### [STUDY QUESTIONS]
- a) Reproduce the passage of the interview about Work Matters starting with "Work is such" and going on through "to protect it.".
- b) According to the interview about Work Matters, what are the two main meanings of the word "image"?
- c) Decide whether each statement agrees with the interview about Work Matters, answering yes or no and quoting the words that decide it: (i) God introduces himself as a worker at the opening of Genesis. (ii) The interview holds that people should worship their work. (iii) Genesis 2:15 is presented as the foundation of the human job description.

### [GIVEN TEXT]
──────
We’re talking about your book, Work Matters: Connecting Sunday Worship to Monday Work. You start with an explanation on how we’re made in the image of God and, of course, a God who works. Could you elaborate on that idea?

One of the things that is surprising and wonderfully joyful is that God introduces himself as a worker. When you think about how the Bible starts, God could have introduced himself in almost any way, right? God has a lot to reveal about himself, but he chooses, right at the opening verses of Genesis, to describe himself as a worker, the God who created the heavens and the earth. As Genesis continues, humans are made in God’s image, unlike the rest of creation.

The word “image” is really important. It has two main meanings: connection and reflection. We were made by an intimate, relational God, so relationships matter, and we reflect him. So this idea of work and the image of God is deeply connected right away in Genesis 1.

You discuss how we’re dehumanized when we don’t have the opportunity to work.  You even explain in the book how it’s actually part of our worship to God. Could you share more of those aspects of work?

Work is such a vital part of the creation design. We don’t worship our work; that’s a danger for all of us. But we are worshipping the God who works. And work is a really central stream in Scripture. For example, we’re not only made in God’s image in Genesis 1, but right away in Genesis 2, what do we see? We see this incompletion. There’s no bush, no rain, there’s no man to work the ground. In God’s integral design, humans fit within that created order to fill that call to work. Then in Genesis 2:15, we have really the foundation of the human job description, when Adam is put in the garden to cultivate it and to keep it. These two Hebrew infinitives capture the human job description within the created order: That is to cultivate creation for God’s glory and the common good of others and to protect it.

This word, “cultivate,” carries a seamless idea of both work and worship. It’s used in the Old Testament in the context with the priest in the tabernacle as well as the farmer in the field; it’s really woven into the integral design that work is a vital part of imaging God and a vital part of worship.

Sometimes we miss that because we think that Sunday is for worship and Monday is for work. But that Sunday to Monday gap is really not in God’s design, and we need to see that we worship him as much on Monday, if we do it unto God and to others, as we do on Sunday.

In Work Matters you discuss how it’s theologically impossible to have a “dream job.” You can have a really great job and you can love your job, but there’s always going to be “those moments.” Can you explain that?
──────
Text-to-region grounding data:
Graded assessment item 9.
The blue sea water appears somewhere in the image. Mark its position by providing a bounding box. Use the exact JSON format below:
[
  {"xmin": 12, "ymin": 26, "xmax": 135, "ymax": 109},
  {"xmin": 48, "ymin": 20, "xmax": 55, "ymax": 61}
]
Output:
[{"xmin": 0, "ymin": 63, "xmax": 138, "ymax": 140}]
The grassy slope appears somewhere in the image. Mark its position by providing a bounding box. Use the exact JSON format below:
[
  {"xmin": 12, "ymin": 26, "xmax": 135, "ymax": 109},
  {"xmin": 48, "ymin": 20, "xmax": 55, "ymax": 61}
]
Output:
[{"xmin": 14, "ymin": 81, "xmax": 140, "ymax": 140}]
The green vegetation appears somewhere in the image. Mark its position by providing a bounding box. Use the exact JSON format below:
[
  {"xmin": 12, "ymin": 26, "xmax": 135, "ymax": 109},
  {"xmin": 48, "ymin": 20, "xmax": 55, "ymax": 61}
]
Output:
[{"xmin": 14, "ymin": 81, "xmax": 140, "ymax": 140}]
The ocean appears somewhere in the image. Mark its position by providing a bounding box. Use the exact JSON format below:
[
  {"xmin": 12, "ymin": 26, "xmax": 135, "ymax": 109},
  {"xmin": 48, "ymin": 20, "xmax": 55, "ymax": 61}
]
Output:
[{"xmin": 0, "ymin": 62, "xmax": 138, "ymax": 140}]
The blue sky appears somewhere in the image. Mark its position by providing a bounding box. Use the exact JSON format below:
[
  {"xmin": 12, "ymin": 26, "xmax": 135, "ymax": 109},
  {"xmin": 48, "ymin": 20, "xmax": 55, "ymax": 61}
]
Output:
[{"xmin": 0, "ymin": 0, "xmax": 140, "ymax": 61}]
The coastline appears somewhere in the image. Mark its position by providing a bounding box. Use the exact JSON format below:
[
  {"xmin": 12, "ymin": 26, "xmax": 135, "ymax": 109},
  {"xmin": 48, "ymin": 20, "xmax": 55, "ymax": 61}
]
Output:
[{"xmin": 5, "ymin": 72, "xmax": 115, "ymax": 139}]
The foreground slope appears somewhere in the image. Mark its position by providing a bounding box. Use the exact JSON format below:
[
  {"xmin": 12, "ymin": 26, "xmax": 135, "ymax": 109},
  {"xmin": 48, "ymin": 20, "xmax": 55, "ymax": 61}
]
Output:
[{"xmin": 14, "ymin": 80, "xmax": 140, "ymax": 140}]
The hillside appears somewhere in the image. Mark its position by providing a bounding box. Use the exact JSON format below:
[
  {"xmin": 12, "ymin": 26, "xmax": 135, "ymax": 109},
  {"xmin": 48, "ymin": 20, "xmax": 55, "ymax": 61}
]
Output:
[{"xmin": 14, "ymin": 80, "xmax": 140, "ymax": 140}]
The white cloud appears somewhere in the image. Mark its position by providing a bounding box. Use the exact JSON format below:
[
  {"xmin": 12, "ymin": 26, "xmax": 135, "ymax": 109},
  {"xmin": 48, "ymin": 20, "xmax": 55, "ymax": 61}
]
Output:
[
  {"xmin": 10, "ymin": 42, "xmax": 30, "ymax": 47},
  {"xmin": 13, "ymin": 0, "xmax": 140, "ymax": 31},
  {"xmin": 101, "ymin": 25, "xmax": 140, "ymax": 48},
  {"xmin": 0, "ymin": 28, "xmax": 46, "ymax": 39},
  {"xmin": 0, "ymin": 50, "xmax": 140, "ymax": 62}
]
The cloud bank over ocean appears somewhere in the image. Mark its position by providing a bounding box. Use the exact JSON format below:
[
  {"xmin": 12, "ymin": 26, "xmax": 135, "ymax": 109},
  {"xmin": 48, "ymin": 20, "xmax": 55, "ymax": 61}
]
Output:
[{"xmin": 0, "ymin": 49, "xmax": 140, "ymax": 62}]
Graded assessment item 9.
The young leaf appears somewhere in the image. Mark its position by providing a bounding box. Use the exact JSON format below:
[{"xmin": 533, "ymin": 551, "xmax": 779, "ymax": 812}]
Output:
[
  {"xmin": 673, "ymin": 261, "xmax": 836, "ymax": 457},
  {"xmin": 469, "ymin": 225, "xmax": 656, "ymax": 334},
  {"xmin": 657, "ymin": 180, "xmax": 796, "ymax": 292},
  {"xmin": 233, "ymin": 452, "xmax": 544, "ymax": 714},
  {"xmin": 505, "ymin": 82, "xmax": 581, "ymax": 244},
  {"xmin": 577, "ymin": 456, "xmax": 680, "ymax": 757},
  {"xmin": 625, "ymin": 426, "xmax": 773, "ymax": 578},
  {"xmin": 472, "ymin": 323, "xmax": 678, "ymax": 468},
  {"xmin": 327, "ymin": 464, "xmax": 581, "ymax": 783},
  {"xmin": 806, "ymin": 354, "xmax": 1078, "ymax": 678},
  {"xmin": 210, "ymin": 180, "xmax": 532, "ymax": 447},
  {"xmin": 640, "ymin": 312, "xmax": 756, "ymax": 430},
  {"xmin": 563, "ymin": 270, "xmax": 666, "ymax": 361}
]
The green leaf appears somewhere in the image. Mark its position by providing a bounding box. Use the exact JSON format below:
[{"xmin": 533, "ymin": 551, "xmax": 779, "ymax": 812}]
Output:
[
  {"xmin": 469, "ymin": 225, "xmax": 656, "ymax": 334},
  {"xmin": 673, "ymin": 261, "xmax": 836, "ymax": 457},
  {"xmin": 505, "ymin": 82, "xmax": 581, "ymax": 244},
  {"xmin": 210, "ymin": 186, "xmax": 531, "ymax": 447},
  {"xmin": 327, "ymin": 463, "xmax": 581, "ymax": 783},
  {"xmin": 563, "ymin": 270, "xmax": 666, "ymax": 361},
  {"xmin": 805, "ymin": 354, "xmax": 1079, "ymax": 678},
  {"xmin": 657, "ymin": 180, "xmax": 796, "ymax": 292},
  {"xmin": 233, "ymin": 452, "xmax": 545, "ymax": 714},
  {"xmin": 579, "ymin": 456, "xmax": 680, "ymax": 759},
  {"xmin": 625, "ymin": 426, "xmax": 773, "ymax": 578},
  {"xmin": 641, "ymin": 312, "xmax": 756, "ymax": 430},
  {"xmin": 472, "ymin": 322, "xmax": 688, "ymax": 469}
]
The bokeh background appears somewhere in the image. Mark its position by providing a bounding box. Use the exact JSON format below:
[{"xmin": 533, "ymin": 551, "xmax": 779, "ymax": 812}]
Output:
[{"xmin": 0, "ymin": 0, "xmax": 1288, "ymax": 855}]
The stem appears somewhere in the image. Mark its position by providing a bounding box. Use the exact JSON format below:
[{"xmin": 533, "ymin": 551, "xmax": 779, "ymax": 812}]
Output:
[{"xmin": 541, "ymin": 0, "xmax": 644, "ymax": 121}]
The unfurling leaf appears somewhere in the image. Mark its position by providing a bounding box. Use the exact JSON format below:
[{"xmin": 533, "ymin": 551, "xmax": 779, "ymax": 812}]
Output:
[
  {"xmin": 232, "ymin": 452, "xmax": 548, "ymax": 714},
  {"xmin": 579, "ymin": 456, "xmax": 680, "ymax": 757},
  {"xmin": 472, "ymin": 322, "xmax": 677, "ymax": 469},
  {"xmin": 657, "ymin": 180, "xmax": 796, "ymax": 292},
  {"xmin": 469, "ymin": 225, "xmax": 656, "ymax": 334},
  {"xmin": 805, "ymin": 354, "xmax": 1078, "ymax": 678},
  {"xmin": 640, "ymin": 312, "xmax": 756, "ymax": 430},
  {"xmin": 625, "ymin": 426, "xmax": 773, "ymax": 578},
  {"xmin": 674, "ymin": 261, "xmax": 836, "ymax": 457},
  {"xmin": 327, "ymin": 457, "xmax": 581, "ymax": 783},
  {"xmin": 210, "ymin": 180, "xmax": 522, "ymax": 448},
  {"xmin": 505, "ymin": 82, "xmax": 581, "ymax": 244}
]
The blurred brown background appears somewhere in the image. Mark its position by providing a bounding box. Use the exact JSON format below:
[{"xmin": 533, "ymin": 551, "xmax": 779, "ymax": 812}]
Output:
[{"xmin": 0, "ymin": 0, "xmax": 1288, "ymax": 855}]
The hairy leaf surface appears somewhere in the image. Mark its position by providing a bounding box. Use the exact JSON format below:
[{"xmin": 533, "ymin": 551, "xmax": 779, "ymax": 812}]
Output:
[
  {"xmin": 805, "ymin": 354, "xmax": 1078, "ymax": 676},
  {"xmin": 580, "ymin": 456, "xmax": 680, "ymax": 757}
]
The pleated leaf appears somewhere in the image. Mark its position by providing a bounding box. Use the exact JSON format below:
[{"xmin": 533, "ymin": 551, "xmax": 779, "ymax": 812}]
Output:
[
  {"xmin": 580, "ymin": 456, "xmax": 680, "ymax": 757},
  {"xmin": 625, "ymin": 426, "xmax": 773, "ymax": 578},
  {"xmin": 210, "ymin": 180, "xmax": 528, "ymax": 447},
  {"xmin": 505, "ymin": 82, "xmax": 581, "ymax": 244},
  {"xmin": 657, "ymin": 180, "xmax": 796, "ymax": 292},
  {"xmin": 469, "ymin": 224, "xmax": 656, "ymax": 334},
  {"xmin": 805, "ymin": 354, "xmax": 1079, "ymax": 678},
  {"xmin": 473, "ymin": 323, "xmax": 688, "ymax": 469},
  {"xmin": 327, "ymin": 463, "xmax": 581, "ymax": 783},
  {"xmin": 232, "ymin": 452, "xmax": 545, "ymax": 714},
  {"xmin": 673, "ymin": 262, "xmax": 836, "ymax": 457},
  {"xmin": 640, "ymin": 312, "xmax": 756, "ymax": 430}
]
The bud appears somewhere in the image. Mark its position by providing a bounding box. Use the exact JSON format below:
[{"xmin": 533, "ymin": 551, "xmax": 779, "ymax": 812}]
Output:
──────
### [ANSWERS TO THE EXERCISE]
- a)
Work is such a vital part of the creation design. We don’t worship our work; that’s a danger for all of us. But we are worshipping the God who works. And work is a really central stream in Scripture. For example, we’re not only made in God’s image in Genesis 1, but right away in Genesis 2, what do we see? We see this incompletion. There’s no bush, no rain, there’s no man to work the ground. In God’s integral design, humans fit within that created order to fill that call to work. Then in Genesis 2:15, we have really the foundation of the human job description, when Adam is put in the garden to cultivate it and to keep it. These two Hebrew infinitives capture the human job description within the created order: That is to cultivate creation for God’s glory and the common good of others and to protect it.

- b) Connection and reflection.

- c)
(i) Yes: "he chooses, right at the opening verses of Genesis, to describe himself as a worker"
(ii) No: "We don’t worship our work; that’s a danger for all of us."
(iii) Yes: "Then in Genesis 2:15, we have really the foundation of the human job description"